# Goal 1
Echo the listing below, starting at the line that contains "locate the gray carpet in the photo above." and ending at the final line of the listing, with both ends included. Leave the pictures out of your reply.

# Text section
·····

Among various degradation phenomena of reinforced concrete, the most important is corrosion of reinforcement, which significantly affects the durability and performance of reinforced concrete structures [8,9]. The hydration process of cement results in alkalinity, which naturally protects reinforcement by forming a passive layer around it, and any chemical or physical change in the alkaline environment of cement paste enables external aggressive agents to act. The two major reinforcement corrosion-initiating phenomena are carbonation and chloride ingress, which destroy the natural passive layer around it [10]. Carbonation, in particular, represents one of the most frequent deterioration mechanisms observed in European structures [11]. This issue has now become newsworthy with the growing concentration of carbon dioxide (CO2) during the past 30 to 40 years.
This study investigates the effect of carbonation on the compressive strength, carbonation depth and pull-out strength of concrete. Carbonation is a frequently diffused phenomenon in old reinforced concrete structures, commonly built without specific design guidelines against degradation. In the carbonation process, the atmospheric carbon dioxide (CO2) enters through the capillary pores of the concrete cover and reacts with calcium hydroxide (Ca(OH)2), which is a hydration product of calcium silicate compounds present in the clinker and is responsible for the pH value reduction causing the formation of calcium carbonate as follows:
Ca(OH)2 + CO2 ⟶ CaCO3 + H2O
Additionally, CO2 may also react with the calcium silicate hydrate (C-S-H) network to form added CaCO3 [12]. The pH of the recycled aggregate is dependent on the amount of Portlandite (Ca(OH)2) in the concrete mass. The pH value of the recycled aggregate rises to 12 and is generally ranged from 11 to 13 due to the dissolution of Ca(OH)2 and the production of OH¯ in water [13]. In the carbonation process, the presence of water is essential for the movement of hydrated cement products in the pore solution and permits the CO2 to dissolve and form carbonic acid (H2CO3). This weak acid attacks Portlandite (Ca(OH)2) and forms CaCO3 using the following mechanism:
Ca(OH)2 + H2CO3 ⟶ CaCO3 + 2H2O
Fung [14] and Silva et al. [15] reported that the carbonation depth of RAC increases with the increase in the replacement percentage of natural aggregates by the recycled aggregates in a concrete mix. Otsuki et al. [16] assessed the effect of the water/cement (w/c) ratio on the carbonation depth of RAC and reported an increase in the carbonation depth with the increase in the w/c ratio. In another study, Ryu [17] reported that there is no clear effect of the properties of RCA (i.e., the quality and the amount of mortar adhered to the RCA) on the recycled aggregate concrete. Salomon and Paulo [18] mentioned that RAC exhibits approximately the same, and occasionally better, carbonation resistance as compared to the same strength of normal concrete. Other researchers [18,19] confirmed the slight inferior carbonation resistance of RAC compared with NAC due to the increased porosity resulting from the high amount of adhered mortar on the surface of RCA. Kou and Poon [20] observed an increase in the carbonation depth with an increasing replacement rate of natural aggregates with recycled aggregates. Xiao et al. [6] reported an increase in the carbonation resistance with the use of 100% RCA, which is conflicting due to other parameters associated with the concrete composition.

·····

# Dataset excerpts
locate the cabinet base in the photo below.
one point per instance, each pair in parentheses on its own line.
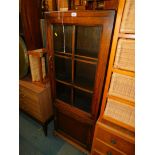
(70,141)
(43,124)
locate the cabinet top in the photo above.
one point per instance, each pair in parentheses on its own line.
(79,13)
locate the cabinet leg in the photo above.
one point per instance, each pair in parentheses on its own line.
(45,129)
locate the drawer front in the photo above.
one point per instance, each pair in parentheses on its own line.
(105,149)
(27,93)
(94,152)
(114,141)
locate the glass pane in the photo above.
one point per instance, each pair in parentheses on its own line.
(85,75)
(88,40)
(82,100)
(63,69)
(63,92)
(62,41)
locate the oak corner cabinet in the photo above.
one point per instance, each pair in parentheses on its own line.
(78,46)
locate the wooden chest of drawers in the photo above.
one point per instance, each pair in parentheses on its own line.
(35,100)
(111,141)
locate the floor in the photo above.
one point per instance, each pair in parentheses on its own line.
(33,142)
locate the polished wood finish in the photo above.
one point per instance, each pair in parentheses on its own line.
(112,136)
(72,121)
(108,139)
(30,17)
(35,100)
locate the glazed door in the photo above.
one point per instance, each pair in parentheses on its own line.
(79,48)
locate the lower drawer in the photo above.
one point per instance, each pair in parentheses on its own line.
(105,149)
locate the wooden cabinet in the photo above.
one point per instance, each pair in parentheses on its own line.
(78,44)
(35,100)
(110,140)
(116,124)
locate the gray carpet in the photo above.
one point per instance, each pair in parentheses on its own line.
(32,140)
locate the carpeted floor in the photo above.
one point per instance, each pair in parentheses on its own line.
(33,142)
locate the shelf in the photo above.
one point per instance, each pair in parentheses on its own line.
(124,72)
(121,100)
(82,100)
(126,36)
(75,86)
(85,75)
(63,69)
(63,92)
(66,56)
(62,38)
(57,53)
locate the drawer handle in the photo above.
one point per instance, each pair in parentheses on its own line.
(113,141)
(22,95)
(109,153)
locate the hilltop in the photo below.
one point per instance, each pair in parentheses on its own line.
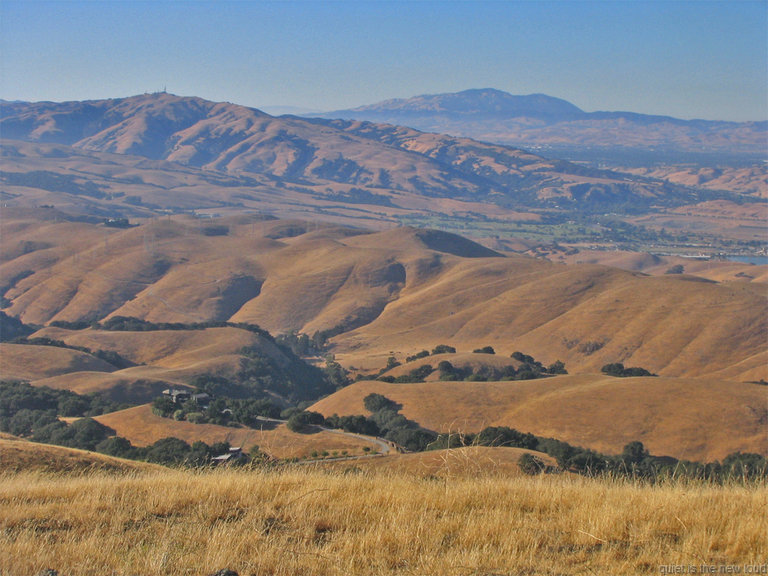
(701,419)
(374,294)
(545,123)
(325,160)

·····

# Goal 2
Duplicate the passage on concrete carbonation word for word, starting at "Among various degradation" and ending at "to 40 years.".

# Complete answer 1
locate the gray carpet in the photo above.
one point per instance, each pair in parentheses on its own line.
(32,140)
locate the carpeted floor in the photo above.
one point per instance, each pair in parentheses on its own line.
(33,142)
locate the shelf in the photo above.
one point per instance, each pair in parentheses on its own line.
(124,72)
(121,100)
(82,100)
(126,36)
(75,86)
(85,75)
(63,69)
(63,92)
(66,56)
(62,38)
(57,53)
locate the drawer handle in the photo above.
one point per instance, each pair in parentheses on its own line.
(113,141)
(22,95)
(109,153)
locate the hilltop in the photo below.
one point per instance, each pair in parentheses on its own line.
(701,419)
(374,294)
(545,123)
(325,160)

# Complete answer 2
Among various degradation phenomena of reinforced concrete, the most important is corrosion of reinforcement, which significantly affects the durability and performance of reinforced concrete structures [8,9]. The hydration process of cement results in alkalinity, which naturally protects reinforcement by forming a passive layer around it, and any chemical or physical change in the alkaline environment of cement paste enables external aggressive agents to act. The two major reinforcement corrosion-initiating phenomena are carbonation and chloride ingress, which destroy the natural passive layer around it [10]. Carbonation, in particular, represents one of the most frequent deterioration mechanisms observed in European structures [11]. This issue has now become newsworthy with the growing concentration of carbon dioxide (CO2) during the past 30 to 40 years.